■ Text extract ■
+---+

40 years ago today, some hairless apes did a very daring and clever thing. Around half a billion other hairless apes watched it happen on TV. Such was the daring and cunning involved, and such was the uncertainty of the outcome, it’s worth reposting this. Here’s David Sington’s 2007 documentary, In the Shadow of the Moon, in which the surviving Apollo crew members recount their remarkable, at times moving, experiences. There’s previously unseen mission footage, an excellent score by Philip Sheppard, and keep an eye out for Kennedy’s extraordinary speech, about 13:20 in.
Related: Freefall, Craters, Astronomical Odds.
“My father was born shortly after the Wright brothers. He could barely believe that I went to the Moon. But my son Tom was five. And he didn’t think it was any big deal.” Charles Duke, Apollo 16.
A wonderful film. Bless ’em all.

+---+

■ Stated goal A ■
Extract each line of the records that contains the word "wooden".
The Moon landing passage and the records are unrelated.

■ Extracted entries ■
+---+

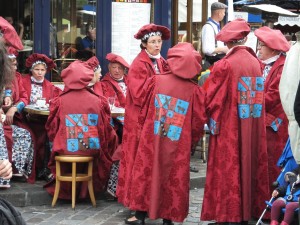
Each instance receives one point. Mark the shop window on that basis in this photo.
(72, 32)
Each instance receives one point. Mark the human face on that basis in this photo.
(264, 52)
(92, 34)
(153, 45)
(97, 76)
(116, 70)
(39, 71)
(221, 14)
(14, 64)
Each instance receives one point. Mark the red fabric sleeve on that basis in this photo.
(217, 91)
(52, 123)
(198, 115)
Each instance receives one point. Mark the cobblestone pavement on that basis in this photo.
(108, 213)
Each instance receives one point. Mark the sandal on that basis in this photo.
(194, 169)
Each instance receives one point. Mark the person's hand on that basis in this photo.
(21, 26)
(7, 101)
(5, 169)
(275, 193)
(10, 115)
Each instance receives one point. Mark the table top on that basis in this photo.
(31, 109)
(116, 111)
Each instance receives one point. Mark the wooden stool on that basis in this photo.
(74, 177)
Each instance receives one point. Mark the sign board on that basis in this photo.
(127, 19)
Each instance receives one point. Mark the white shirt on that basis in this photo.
(208, 43)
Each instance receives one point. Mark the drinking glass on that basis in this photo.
(111, 102)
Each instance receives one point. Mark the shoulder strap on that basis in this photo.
(11, 215)
(207, 22)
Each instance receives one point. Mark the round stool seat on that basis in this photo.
(74, 176)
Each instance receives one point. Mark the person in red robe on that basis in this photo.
(38, 87)
(237, 170)
(115, 81)
(171, 120)
(272, 46)
(76, 106)
(8, 38)
(148, 63)
(114, 85)
(18, 139)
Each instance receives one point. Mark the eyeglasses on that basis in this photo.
(259, 45)
(159, 42)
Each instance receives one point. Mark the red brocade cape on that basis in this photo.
(80, 118)
(237, 172)
(139, 72)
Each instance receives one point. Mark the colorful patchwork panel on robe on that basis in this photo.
(250, 97)
(170, 114)
(82, 132)
(276, 124)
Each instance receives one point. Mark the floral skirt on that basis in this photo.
(22, 152)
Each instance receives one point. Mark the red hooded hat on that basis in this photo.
(234, 31)
(10, 35)
(12, 52)
(78, 74)
(152, 29)
(184, 61)
(37, 58)
(93, 63)
(113, 58)
(274, 39)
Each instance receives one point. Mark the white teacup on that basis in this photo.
(41, 102)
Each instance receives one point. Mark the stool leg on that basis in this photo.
(57, 184)
(90, 184)
(73, 184)
(204, 147)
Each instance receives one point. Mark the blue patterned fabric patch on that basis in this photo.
(214, 127)
(82, 132)
(250, 97)
(170, 114)
(276, 124)
(7, 93)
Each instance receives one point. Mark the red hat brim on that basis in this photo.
(146, 29)
(274, 39)
(92, 62)
(10, 35)
(77, 75)
(233, 31)
(184, 61)
(113, 58)
(40, 57)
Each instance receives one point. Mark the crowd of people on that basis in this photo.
(143, 159)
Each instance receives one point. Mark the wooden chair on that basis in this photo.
(74, 176)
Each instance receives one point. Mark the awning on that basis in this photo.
(290, 21)
(257, 9)
(282, 20)
(197, 10)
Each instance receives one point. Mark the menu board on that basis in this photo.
(127, 19)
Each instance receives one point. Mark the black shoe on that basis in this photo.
(135, 222)
(167, 222)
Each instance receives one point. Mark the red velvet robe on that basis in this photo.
(237, 171)
(95, 112)
(140, 71)
(111, 88)
(276, 120)
(161, 170)
(18, 95)
(38, 125)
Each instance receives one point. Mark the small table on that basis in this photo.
(116, 111)
(31, 109)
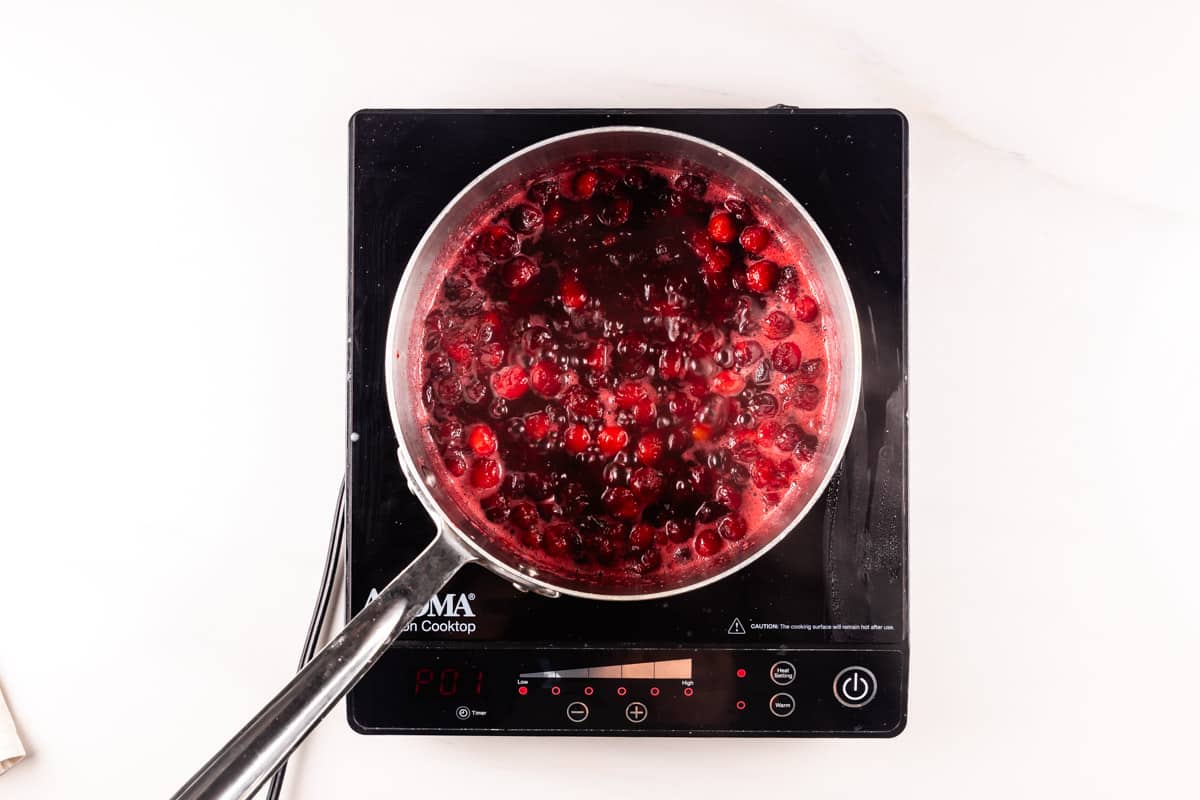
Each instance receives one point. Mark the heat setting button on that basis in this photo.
(783, 673)
(855, 686)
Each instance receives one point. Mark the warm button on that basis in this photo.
(855, 686)
(783, 673)
(783, 704)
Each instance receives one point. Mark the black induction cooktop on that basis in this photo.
(810, 639)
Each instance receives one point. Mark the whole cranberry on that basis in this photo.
(754, 239)
(708, 542)
(679, 530)
(510, 383)
(527, 218)
(519, 272)
(543, 192)
(777, 325)
(807, 310)
(786, 358)
(721, 227)
(732, 527)
(485, 474)
(761, 276)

+---+

■ Stated goal B ■
Write out the Moon landing passage between "40 years ago" and "about 13:20 in.", inclusive.

■ Task solution A ■
Each instance receives one point. Mark the wooden stool on that basis in this photo.
Each instance receives one point. Mark the wooden chair on that basis in this photo.

■ Task solution B ■
40 years ago today, some hairless apes did a very daring and clever thing. Around half a billion other hairless apes watched it happen on TV. Such was the daring and cunning involved, and such was the uncertainty of the outcome, it’s worth reposting this. Here’s David Sington’s 2007 documentary, In the Shadow of the Moon, in which the surviving Apollo crew members recount their remarkable, at times moving, experiences. There’s previously unseen mission footage, an excellent score by Philip Sheppard, and keep an eye out for Kennedy’s extraordinary speech, about 13:20 in.